## WHAT THE TASK REQUIRES
Quote the records word for word, beginning at the line that contains "of the sandy" and ending with the final line of the records.

Start GIVEN ENTRIES

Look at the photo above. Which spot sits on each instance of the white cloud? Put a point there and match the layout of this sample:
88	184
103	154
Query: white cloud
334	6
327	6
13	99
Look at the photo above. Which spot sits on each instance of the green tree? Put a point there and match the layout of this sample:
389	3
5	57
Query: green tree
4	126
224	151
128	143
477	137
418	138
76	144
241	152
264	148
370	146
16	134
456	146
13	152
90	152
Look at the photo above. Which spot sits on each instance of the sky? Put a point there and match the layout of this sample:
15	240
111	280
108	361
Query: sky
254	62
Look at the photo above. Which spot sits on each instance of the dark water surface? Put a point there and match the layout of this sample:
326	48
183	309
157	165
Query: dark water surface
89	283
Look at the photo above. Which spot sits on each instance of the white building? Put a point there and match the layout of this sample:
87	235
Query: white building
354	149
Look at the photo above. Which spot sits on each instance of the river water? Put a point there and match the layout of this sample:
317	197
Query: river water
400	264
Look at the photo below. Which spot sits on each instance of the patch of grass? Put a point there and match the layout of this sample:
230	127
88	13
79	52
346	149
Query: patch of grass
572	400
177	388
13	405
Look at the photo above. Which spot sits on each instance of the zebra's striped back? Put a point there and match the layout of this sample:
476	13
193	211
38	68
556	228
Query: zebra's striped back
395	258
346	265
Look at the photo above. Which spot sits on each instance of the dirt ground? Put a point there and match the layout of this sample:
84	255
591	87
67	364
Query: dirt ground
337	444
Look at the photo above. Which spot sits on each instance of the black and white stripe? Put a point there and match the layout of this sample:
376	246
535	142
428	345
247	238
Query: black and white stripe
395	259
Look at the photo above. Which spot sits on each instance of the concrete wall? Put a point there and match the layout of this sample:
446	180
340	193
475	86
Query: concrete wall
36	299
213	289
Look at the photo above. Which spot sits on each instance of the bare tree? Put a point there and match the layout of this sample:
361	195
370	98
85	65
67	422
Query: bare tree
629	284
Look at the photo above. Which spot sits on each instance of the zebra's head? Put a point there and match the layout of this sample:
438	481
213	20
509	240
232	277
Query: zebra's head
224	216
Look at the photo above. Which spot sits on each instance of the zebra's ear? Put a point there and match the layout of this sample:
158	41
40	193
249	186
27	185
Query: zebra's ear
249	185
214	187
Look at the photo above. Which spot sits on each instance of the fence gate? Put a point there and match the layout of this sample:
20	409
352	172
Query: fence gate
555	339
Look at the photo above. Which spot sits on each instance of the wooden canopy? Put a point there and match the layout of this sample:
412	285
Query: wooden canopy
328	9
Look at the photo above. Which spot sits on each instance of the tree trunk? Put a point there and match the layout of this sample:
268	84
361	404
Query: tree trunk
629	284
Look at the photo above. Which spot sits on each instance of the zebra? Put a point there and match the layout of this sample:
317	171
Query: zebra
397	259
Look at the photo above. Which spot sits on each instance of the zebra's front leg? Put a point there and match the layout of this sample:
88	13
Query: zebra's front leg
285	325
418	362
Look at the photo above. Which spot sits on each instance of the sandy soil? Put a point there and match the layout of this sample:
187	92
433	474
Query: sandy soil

End GIVEN ENTRIES

## SOLUTION TO THIS EXERCISE
Look at the photo above. Which spot sits on each instance of the sandy soil? Put a point there and match the layout of this sample:
187	92
433	474
Query: sandy soil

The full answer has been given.